SELECTED EXTRACT –
I’m going to Zurich for the weekend, visiting some friends.

I try to be a poet. Somehow I feel like I am one.

I am following a real one on Instagram (sentence I thought I would have never used, grumpy and sceptic as I am with these new “social” means, making you even less social than before).

I see on the same f@#g Instagram she is going to Zurich too. She is from New York.

I contact her immediately, maybe I have an occasion to meet your art..?

She replies yes! In few weeks. I am there for few days.

Then she says “well, we can hang out together then”.

OKAY.

We meet and greet. She is calm, sweet, with such a delicate voice. I love voices. I love delicate voices.

I would love my mind to be a recorder, like a proper one, able to keep every single word. I am just a human.

We have lunch together, we walk around during an unexpected sunny day.

I wasn’t expecting anything, but I am definitely impressed. Not by her words, or her aspect, or her shyness: rather by what she radiates. She IS poetry.

WRITTEN PROBLEM A – In the Zurich weekend piece, where is the poet from?

(Dataset records about object locations)
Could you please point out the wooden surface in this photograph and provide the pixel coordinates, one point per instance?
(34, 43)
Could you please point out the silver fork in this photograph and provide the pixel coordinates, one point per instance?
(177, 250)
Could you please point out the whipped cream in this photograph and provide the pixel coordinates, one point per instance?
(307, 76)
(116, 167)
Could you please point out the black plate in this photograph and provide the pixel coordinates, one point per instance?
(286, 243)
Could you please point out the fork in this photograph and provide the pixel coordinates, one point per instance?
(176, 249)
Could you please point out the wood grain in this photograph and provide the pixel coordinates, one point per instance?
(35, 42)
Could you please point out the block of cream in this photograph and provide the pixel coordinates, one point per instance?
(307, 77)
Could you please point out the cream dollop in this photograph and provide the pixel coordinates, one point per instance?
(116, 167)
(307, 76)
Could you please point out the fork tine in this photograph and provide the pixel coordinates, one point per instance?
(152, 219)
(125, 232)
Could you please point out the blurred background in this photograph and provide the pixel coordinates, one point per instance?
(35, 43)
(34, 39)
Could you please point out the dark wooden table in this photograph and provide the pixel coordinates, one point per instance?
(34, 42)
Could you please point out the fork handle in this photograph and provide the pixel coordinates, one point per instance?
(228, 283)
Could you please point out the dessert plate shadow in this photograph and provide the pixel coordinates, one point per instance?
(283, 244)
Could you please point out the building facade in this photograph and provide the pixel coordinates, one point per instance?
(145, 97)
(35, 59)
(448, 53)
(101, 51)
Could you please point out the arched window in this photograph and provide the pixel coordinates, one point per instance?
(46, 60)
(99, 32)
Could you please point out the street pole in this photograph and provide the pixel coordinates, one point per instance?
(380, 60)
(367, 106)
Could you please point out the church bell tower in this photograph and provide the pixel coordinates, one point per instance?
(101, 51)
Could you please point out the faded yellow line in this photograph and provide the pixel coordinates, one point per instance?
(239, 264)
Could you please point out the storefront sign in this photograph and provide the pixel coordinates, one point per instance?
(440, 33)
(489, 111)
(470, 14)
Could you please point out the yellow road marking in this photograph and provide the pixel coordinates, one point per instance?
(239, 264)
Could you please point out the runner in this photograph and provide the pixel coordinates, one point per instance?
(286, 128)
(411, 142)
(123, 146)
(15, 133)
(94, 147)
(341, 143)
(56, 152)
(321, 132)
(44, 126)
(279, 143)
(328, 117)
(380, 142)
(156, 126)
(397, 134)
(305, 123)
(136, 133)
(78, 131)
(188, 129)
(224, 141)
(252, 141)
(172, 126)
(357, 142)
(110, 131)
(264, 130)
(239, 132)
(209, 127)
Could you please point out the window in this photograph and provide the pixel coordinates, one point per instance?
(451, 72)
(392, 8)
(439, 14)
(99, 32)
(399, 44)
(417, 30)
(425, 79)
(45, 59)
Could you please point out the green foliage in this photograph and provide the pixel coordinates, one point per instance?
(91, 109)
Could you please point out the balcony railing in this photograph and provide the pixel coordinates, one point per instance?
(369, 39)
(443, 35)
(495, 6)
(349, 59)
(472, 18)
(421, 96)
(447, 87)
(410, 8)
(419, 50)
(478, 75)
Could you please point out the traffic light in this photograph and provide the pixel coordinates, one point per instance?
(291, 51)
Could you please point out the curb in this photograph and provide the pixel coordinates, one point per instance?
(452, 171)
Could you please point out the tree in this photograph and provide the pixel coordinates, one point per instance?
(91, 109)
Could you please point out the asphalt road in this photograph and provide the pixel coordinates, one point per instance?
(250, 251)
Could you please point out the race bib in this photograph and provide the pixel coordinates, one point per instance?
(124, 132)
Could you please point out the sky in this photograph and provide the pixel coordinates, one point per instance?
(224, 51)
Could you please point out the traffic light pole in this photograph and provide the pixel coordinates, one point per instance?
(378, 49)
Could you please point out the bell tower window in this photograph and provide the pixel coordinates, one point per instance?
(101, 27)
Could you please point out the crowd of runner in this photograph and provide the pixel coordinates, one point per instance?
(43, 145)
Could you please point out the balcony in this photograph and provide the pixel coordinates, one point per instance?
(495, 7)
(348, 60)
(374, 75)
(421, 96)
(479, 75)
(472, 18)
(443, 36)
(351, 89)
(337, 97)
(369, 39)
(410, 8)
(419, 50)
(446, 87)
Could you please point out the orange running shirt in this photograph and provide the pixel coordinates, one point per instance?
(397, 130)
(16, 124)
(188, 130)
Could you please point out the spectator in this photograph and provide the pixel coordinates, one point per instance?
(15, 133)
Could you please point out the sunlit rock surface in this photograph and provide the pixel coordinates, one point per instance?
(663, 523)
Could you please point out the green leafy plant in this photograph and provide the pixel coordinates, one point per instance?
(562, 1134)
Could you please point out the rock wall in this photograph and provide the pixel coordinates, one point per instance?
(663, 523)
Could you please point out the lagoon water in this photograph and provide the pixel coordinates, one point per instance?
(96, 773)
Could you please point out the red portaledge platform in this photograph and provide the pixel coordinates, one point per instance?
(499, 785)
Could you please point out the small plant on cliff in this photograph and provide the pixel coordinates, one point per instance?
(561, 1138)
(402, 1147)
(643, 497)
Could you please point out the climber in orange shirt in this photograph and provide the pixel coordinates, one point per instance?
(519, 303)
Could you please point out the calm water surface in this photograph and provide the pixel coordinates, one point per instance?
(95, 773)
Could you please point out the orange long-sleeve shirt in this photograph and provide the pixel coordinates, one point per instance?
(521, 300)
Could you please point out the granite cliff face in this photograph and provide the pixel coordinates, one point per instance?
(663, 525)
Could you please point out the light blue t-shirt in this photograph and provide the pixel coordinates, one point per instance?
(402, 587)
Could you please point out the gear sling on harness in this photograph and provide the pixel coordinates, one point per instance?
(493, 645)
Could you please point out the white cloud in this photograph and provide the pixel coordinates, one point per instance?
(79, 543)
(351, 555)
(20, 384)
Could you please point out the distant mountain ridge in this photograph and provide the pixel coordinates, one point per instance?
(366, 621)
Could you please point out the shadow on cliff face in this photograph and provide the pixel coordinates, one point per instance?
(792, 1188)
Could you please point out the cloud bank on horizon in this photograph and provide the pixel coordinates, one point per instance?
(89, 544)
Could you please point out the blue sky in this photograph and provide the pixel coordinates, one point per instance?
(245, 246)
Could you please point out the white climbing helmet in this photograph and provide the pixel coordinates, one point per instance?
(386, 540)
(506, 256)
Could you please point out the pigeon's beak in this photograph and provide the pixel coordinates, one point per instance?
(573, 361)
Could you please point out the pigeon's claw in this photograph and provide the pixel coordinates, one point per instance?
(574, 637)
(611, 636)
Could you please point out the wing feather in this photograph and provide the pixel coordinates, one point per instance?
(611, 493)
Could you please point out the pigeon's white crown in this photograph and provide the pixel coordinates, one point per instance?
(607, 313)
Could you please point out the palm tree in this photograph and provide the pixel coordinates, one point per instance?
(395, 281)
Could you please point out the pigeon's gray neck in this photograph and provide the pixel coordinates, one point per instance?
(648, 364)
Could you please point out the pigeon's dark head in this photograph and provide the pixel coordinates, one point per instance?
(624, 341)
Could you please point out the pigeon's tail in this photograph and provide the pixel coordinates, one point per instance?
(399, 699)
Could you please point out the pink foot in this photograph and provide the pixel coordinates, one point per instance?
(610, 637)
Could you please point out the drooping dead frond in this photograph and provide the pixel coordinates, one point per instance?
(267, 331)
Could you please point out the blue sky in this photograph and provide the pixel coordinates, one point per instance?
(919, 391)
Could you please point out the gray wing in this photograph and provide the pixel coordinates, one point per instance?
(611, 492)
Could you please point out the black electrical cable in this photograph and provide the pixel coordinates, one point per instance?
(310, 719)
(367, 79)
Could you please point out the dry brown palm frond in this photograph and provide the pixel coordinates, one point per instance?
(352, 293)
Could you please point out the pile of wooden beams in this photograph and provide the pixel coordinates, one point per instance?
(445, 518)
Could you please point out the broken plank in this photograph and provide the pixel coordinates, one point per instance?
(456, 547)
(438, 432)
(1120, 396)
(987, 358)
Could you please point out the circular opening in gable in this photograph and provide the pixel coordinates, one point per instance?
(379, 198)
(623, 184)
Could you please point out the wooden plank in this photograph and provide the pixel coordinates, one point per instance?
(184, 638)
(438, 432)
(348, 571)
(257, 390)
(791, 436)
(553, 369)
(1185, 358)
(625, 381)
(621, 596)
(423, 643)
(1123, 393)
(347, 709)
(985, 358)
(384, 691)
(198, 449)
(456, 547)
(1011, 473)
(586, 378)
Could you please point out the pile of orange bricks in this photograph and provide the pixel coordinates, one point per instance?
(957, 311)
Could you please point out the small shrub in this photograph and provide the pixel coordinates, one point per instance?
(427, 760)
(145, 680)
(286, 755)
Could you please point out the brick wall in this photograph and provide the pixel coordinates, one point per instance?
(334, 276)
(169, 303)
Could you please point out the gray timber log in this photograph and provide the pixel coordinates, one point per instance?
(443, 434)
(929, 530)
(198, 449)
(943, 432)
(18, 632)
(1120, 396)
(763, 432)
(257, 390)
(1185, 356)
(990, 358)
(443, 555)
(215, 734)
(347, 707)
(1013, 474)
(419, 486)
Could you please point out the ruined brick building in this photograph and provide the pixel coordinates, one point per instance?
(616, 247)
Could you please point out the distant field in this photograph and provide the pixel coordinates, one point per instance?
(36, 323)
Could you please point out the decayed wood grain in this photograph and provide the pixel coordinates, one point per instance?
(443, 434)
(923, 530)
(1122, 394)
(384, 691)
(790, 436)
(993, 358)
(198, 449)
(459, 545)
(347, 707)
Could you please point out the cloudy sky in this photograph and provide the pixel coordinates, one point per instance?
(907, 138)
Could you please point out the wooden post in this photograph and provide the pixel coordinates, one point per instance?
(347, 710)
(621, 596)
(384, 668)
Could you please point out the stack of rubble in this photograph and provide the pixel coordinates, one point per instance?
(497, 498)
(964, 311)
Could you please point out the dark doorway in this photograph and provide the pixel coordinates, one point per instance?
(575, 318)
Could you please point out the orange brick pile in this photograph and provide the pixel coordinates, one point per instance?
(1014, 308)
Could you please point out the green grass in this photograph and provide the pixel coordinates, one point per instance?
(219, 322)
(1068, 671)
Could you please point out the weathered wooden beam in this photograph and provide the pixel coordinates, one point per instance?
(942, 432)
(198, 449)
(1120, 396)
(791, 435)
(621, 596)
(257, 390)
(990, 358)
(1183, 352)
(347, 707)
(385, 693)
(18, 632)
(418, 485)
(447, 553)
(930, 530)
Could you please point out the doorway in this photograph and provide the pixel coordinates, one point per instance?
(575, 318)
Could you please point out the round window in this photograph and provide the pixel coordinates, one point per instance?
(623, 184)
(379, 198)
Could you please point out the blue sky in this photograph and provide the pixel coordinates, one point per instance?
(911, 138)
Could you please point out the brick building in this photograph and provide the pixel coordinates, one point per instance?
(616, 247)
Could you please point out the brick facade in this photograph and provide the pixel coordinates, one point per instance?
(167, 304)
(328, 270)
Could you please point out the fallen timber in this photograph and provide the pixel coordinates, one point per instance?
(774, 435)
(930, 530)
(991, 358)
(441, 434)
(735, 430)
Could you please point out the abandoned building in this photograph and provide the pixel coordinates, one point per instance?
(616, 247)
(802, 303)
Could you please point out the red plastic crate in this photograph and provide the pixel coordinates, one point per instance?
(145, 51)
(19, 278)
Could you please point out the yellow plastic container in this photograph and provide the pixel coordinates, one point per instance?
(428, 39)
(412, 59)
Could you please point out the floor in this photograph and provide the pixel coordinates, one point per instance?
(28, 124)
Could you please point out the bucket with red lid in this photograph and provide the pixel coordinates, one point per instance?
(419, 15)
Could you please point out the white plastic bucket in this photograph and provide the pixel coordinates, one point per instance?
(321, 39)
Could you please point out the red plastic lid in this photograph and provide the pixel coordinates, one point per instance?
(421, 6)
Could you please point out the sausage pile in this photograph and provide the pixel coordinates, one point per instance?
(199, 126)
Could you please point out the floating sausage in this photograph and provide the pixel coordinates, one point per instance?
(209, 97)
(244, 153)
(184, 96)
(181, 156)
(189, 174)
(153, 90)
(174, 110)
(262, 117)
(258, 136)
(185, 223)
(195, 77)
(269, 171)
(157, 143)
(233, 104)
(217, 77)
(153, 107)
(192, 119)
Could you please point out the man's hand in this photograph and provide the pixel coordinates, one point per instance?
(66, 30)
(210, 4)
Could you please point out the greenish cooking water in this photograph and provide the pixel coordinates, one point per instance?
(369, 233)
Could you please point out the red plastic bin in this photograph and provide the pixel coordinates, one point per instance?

WRITTEN PROBLEM B – Please count the lines in the rows that contain the string "orange", treating case as significant, and reply with the number alone.

CORRECT OUTPUT A – She is from New York.

CORRECT OUTPUT B – 5